===== Page extract

The Big Blue River is the largest tributary of the Kansas River.  The river flows for approximately  from central Nebraska into Kansas, until its confluence with the Kansas River at Manhattan.

It was given its name by the Kansa tribe of Native Americans, who lived at its mouth from 1780 to 1830, and who called it the Great Blue Earth River.

River course
The river passes through mostly agricultural land.  Some of the larger towns along its course, in addition to Manhattan, Kansas, include Beatrice, Nebraska; Crete, Nebraska; and Seward, Nebraska.

Shortly before intersecting with the Kansas River, the Big Blue discharges its waters into a reservoir called Tuttle Creek Lake, which lies slightly northeast of Manhattan.  The reservoir is a man-made flood-control measure, held back by a dam composed of the limestone, silt, and gypsum dredged out of the floodplain by bulldozers left to rust underneath the flooded area.  The land surrounding the reservoir is a state park area, although the Great Flood of 1993 decimated much of the northern area.

==========
===== Material supplied

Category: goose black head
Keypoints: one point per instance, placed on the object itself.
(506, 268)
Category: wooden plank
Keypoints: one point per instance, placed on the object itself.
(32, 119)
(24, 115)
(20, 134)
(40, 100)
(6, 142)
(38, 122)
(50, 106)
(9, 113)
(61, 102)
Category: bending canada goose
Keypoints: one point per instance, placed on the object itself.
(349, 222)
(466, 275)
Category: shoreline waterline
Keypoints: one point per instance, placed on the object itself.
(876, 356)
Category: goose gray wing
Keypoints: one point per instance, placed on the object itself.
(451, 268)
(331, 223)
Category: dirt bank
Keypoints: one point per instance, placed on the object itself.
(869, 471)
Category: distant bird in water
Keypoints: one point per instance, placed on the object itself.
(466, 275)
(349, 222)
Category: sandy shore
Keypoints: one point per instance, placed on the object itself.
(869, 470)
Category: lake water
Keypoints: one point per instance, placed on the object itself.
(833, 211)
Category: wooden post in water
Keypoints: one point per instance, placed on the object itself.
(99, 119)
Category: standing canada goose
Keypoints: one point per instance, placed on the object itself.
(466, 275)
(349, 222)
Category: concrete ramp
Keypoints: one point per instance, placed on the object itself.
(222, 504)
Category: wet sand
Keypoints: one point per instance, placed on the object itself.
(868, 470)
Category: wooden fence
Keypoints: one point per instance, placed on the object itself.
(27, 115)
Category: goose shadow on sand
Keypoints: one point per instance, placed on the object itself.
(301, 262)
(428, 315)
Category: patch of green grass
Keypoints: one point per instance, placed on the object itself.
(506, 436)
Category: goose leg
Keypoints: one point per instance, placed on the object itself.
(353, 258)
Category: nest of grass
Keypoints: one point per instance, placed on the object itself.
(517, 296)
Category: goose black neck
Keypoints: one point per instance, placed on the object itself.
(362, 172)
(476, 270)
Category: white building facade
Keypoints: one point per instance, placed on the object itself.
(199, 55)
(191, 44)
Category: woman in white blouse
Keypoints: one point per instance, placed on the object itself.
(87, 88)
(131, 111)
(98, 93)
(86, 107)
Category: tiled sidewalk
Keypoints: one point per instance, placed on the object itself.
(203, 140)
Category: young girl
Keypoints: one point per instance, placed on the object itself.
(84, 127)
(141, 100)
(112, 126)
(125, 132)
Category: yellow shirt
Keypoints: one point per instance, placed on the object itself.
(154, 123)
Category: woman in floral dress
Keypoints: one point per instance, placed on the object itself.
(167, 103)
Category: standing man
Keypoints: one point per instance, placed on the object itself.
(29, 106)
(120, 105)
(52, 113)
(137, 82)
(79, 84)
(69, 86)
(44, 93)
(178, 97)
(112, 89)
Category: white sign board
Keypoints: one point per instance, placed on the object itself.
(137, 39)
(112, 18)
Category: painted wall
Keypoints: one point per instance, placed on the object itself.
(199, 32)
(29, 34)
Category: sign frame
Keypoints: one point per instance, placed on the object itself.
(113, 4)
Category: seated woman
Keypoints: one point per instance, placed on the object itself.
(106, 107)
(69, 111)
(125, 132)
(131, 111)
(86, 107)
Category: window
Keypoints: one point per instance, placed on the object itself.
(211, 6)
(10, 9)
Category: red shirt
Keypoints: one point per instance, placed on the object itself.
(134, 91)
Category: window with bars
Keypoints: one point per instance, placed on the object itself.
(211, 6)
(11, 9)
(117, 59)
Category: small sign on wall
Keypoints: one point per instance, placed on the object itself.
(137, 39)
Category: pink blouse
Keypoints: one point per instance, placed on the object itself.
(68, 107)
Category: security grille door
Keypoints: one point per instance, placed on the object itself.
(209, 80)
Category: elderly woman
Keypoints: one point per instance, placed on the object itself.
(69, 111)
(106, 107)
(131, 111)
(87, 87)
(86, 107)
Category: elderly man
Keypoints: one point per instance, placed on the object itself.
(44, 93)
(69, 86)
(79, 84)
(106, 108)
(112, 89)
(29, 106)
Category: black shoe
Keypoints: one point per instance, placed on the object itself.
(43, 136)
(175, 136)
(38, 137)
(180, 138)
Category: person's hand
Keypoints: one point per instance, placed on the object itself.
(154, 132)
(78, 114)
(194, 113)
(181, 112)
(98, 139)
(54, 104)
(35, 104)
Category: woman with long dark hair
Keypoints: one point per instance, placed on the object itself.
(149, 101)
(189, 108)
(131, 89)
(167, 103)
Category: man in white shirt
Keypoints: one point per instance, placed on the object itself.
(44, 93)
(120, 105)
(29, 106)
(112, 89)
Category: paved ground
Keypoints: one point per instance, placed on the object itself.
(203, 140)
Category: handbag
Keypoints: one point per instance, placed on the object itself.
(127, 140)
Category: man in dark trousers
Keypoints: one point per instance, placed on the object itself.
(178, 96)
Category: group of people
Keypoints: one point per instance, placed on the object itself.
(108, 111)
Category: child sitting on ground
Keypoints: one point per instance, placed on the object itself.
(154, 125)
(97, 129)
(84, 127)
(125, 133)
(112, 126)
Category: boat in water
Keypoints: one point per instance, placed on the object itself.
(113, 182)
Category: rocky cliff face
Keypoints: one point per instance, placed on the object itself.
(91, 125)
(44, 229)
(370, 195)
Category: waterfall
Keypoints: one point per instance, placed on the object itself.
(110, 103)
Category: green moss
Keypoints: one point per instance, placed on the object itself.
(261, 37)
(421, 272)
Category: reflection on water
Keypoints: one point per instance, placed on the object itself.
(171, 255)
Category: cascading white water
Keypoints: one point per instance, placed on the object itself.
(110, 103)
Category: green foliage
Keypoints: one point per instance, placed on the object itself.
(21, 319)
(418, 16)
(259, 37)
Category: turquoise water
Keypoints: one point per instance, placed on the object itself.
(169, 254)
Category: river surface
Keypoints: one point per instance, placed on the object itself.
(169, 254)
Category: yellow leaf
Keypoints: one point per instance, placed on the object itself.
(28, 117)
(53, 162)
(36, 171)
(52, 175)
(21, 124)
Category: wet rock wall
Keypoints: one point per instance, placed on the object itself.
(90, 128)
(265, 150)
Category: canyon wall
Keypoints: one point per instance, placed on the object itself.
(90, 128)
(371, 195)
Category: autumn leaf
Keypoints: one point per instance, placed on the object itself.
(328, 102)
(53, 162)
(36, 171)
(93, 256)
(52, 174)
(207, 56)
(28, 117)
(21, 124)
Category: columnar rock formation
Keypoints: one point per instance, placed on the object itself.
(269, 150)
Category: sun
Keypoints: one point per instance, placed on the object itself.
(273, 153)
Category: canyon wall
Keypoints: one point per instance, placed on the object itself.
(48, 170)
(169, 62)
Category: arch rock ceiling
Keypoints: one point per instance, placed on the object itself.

==========

- **Brief**
Extend the Big Blue River passage from its last sentence onward, keeping the same informative tone. The data has no role in this.

- **Task response**
The river continues as the outflow from Tuttle Creek Lake for approximately five miles before intersecting with the Kansas River east of Manhattan.

Water rights
Nebraska and Kansas have entered into an agreement of appropriation where Nebraska has full use of the river's water, except that from May 1 to September 30 Nebraska must allow a certain variable flow to pass into Kansas.  To date, there has been no shortage of water in the river.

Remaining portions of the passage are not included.